WORK INSTRUCTIONS: Word for word, transcribe every line below.
Start of Block
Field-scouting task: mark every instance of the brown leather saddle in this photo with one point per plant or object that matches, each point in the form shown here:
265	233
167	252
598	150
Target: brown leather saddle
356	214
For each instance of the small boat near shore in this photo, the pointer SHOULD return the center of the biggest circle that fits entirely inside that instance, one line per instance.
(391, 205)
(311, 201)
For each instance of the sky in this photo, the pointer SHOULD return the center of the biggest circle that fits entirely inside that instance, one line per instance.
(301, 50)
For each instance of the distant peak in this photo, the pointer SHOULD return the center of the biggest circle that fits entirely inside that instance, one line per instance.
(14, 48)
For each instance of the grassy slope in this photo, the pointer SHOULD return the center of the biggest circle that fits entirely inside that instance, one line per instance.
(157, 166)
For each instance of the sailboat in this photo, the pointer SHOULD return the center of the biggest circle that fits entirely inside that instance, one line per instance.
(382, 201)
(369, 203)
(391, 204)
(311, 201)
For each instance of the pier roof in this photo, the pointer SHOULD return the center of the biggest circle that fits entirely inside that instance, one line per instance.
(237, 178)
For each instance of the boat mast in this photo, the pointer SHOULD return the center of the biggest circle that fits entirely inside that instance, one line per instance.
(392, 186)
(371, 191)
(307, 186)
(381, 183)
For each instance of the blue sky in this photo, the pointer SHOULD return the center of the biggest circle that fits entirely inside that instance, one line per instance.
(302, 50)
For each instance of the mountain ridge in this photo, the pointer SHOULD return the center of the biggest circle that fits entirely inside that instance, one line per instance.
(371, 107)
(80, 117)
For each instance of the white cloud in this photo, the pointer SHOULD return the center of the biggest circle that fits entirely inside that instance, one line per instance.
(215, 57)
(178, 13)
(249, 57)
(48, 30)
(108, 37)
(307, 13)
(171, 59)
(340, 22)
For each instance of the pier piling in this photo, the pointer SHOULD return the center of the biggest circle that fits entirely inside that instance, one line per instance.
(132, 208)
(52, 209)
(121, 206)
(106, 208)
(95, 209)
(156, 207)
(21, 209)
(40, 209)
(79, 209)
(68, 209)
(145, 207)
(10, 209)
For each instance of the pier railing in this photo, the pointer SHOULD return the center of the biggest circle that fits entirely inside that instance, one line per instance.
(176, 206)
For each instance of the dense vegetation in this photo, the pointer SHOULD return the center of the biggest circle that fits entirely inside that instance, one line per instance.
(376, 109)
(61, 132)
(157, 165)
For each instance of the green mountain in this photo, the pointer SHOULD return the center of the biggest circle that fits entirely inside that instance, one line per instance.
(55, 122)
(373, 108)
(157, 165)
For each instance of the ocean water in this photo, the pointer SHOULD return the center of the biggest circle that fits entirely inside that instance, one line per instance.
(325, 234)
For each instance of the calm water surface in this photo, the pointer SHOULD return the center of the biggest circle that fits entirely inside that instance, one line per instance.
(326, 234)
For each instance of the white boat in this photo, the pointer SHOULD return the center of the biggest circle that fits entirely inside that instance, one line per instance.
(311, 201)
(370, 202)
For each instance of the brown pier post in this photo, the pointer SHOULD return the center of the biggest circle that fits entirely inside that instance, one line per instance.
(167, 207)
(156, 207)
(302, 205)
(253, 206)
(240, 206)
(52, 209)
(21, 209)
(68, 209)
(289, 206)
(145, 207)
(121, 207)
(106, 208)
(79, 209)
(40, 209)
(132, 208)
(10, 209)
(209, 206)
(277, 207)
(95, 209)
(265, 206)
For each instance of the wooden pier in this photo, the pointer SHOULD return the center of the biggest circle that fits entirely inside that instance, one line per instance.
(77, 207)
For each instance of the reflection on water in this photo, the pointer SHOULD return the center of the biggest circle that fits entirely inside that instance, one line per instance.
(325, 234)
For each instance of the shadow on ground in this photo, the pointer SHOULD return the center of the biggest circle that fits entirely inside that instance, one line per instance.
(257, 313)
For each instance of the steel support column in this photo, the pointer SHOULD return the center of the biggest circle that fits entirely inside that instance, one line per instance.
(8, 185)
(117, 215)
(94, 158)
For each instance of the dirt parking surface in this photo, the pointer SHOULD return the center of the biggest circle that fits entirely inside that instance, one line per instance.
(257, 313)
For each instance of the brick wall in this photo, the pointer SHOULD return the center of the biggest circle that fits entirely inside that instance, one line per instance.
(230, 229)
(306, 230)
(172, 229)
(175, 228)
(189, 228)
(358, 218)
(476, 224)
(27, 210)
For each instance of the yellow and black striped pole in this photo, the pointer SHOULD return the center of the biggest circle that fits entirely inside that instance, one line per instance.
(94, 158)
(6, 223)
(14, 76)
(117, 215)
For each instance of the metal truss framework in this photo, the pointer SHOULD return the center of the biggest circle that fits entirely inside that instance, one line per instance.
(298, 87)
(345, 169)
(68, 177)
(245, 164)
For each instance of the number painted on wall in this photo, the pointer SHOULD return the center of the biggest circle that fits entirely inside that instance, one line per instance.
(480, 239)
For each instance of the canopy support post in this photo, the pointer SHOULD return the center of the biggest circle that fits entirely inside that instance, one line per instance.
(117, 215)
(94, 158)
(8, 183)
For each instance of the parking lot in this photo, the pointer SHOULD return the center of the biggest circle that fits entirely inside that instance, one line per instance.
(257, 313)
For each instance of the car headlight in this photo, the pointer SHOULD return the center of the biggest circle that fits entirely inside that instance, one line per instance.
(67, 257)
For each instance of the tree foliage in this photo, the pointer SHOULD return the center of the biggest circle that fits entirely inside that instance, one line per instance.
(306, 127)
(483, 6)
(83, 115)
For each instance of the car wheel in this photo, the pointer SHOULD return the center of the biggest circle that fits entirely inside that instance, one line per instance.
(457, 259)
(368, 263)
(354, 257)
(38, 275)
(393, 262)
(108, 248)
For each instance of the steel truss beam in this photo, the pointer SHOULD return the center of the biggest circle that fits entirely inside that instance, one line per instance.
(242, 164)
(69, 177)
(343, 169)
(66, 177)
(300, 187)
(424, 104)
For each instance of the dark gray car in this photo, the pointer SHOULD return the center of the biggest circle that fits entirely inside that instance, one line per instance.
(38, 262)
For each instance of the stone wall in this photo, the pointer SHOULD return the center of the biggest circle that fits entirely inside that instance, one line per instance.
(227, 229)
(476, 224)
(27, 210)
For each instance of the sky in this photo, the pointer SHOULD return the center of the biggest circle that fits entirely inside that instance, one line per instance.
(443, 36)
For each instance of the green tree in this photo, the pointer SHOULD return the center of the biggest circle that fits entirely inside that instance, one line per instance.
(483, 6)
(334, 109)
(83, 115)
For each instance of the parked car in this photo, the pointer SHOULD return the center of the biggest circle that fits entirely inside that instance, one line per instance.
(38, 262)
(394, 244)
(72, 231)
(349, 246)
End of Block
SOLVED PROBLEM:
Field-scouting task: mark every instance of the brown leather saddle in this photo with one point per plant or object that matches, each point in the form shown here:
265	233
167	252
598	150
Target: brown leather saddle
356	214
For each instance of the small boat near shore in this photo, the pointer SHOULD return the center of the biggest circle that fits entirely inside that instance, one line per instance.
(391, 205)
(311, 201)
For each instance of the sky in this photo, the pointer SHOULD return the center of the biggest circle that fits entirely inside that instance, one line per instance.
(301, 50)
For each instance of the distant peak in this photo, the pointer SHOULD return the center of the biggest circle that fits entirely inside that instance, one line per instance.
(14, 48)
For each instance of the grassy slope in this photo, the pointer SHOULD return the center of the biggest circle that fits entirely inside that instance, one line per instance.
(157, 166)
For each instance of the sailboat in this photo, the pointer SHOULD return the center of the biggest circle that fits entirely inside that instance, one line per instance.
(382, 201)
(369, 203)
(391, 204)
(311, 201)
For each instance of the pier roof in this photo, the pointer SHOULD return the center of the biggest circle that fits entirely inside that instance, one line per instance.
(237, 178)
For each instance of the boat mast in this photo, the pointer SHOULD return the center of the biggest circle that fits entirely inside that instance, one line per instance.
(392, 186)
(371, 191)
(307, 186)
(381, 183)
For each instance of the blue sky in this photo, the pointer SHOULD return the center of the biggest circle that fits entirely inside that instance, one line per instance.
(302, 50)
For each instance of the mountain ridge in this photo, the pointer SHOULD return the center of the biggest circle that fits entirely inside that instance, one line per instance.
(371, 107)
(80, 117)
For each instance of the white cloud in this photo, the pointer SHOULD return the center of the biggest circle that fits entirely inside that instance, one line per instance.
(215, 57)
(178, 13)
(249, 57)
(48, 30)
(108, 37)
(307, 13)
(171, 59)
(340, 22)
For each instance of the pier piling in this photo, the pointer SHOULD return the center of the biggest circle that fits entirely inside that instance, one line per instance.
(132, 208)
(52, 209)
(121, 206)
(106, 208)
(95, 209)
(156, 207)
(21, 209)
(40, 209)
(79, 209)
(68, 209)
(145, 207)
(10, 209)
For each instance of the pier railing in this photo, the pointer SHOULD return the center of the biggest circle that fits entirely inside that instance, one line per instance.
(176, 206)
For each instance of the dense vegetation in this photo, the pointer SHOULD return the center of the biggest circle that fits entirely inside that instance, one line per instance.
(376, 109)
(61, 132)
(157, 165)
For each instance of the green mountain in this photo, the pointer SHOULD return the center of the biggest circle that fits entirely inside that instance, one line per instance.
(55, 122)
(373, 108)
(157, 165)
For each instance of the ocean water in this photo, the pointer SHOULD return the center of the biggest circle that fits entirely inside that instance, one line per instance.
(325, 234)
For each instance of the calm water surface in this photo, the pointer SHOULD return the center of the biggest circle that fits entirely inside that instance, one line per instance.
(326, 234)
For each instance of the white boat in this photo, the pointer SHOULD return the center of the biggest circle that fits entirely inside that instance, one line per instance.
(311, 201)
(370, 202)
For each instance of the brown pier post in this photo, the pointer SHOULD return the center of the biggest circle that fits entirely inside that instance, one line per instance.
(167, 207)
(156, 207)
(302, 205)
(253, 206)
(240, 206)
(52, 209)
(21, 209)
(68, 209)
(289, 206)
(145, 207)
(121, 207)
(106, 208)
(79, 209)
(40, 209)
(132, 208)
(10, 209)
(209, 206)
(277, 207)
(95, 209)
(265, 206)
For each instance of the wooden pier in this photo, the pointer SHOULD return the center of the biggest circle that fits entirely inside that instance, one line per instance.
(77, 207)
For each instance of the reflection on water in this photo, the pointer SHOULD return the center of the biggest circle that fits entirely inside that instance, one line per instance.
(325, 234)
For each instance of the shadow on ground in this photo, the pointer SHOULD return the center of the biggest circle that fits entirely inside that instance, one line per instance.
(257, 313)
For each instance of the steel support column in this photo, the pointer SHOULD return the center of the biggest circle that fits entirely inside that instance, one line per instance.
(8, 185)
(117, 215)
(94, 158)
For each instance of the dirt parking surface in this photo, the pointer SHOULD return the center of the biggest circle that fits entirely inside that instance, one line per instance.
(257, 313)
For each instance of the brick wall in this photo, the pointer SHOULD return the center of the biggest circle that fits entirely inside that instance, one line per instance.
(230, 229)
(306, 230)
(172, 229)
(175, 228)
(189, 228)
(358, 218)
(476, 224)
(27, 210)
For each instance of the yellow and black striped pole in this photo, the pointer SHOULD return the center of the biggest circle that fits entirely inside that instance, one line per instance.
(94, 158)
(6, 223)
(14, 76)
(117, 215)
For each instance of the metal truss framework in this photo, the pointer SHOULD return the center of the biggest circle that fits entirely inside that instance, one line per instance.
(298, 87)
(345, 169)
(68, 177)
(245, 164)
For each instance of the number painted on wall in this photo, the pointer SHOULD return the center of the biggest circle that fits entirely inside that instance, one line per instance.
(480, 239)
For each instance of the canopy support post in this photo, the pointer SHOULD return the center of the biggest circle that fits entirely inside that instance, one line per instance.
(117, 215)
(94, 158)
(8, 183)
For each instance of the parking lot in this photo, the pointer SHOULD return the center of the biggest circle that fits entirely inside that instance, one line per instance.
(257, 313)
For each instance of the car headlight in this photo, the pointer SHOULD return the center of the biggest circle that fits entirely inside that instance, one line per instance.
(67, 257)
For each instance of the tree foliage in this photo, the pointer SHOULD return the center of the biggest circle that fits entirely inside that instance, one line per instance.
(306, 127)
(483, 6)
(83, 115)
For each instance of the car wheel in this photo, the pointer SHOULD return the center of the biggest circle that fits entirely inside that instance, one line per instance.
(457, 259)
(368, 263)
(354, 257)
(38, 275)
(393, 262)
(108, 248)
For each instance of the steel truss beam in this photo, the pointer SHOULD return the center of the biggest circle that fits entirely inside that instance, one line per instance.
(242, 164)
(69, 177)
(343, 169)
(66, 177)
(300, 187)
(424, 104)
For each instance of the dark gray car in this photo, the pointer SHOULD return the center of the biggest circle that fits entirely inside that instance, one line per instance.
(38, 262)
For each instance of the stone wall in this photo, the pointer SHOULD return the center of the biggest circle that fits entirely inside that instance, one line per instance.
(227, 229)
(476, 224)
(27, 210)
For each instance of the sky in this photo, the pointer SHOULD return the center of the biggest circle that fits entirely inside that instance, one line per instance.
(443, 36)
For each instance of the green tree in this photo, the pointer SHOULD return the center of the biggest circle that fits entirely inside that instance, one line per instance.
(483, 6)
(334, 109)
(83, 115)
For each instance of the parked car in this photo, the pointer SHOULD return the center of the biggest circle that fits entirely inside that instance, one line per instance.
(38, 262)
(394, 244)
(72, 231)
(349, 246)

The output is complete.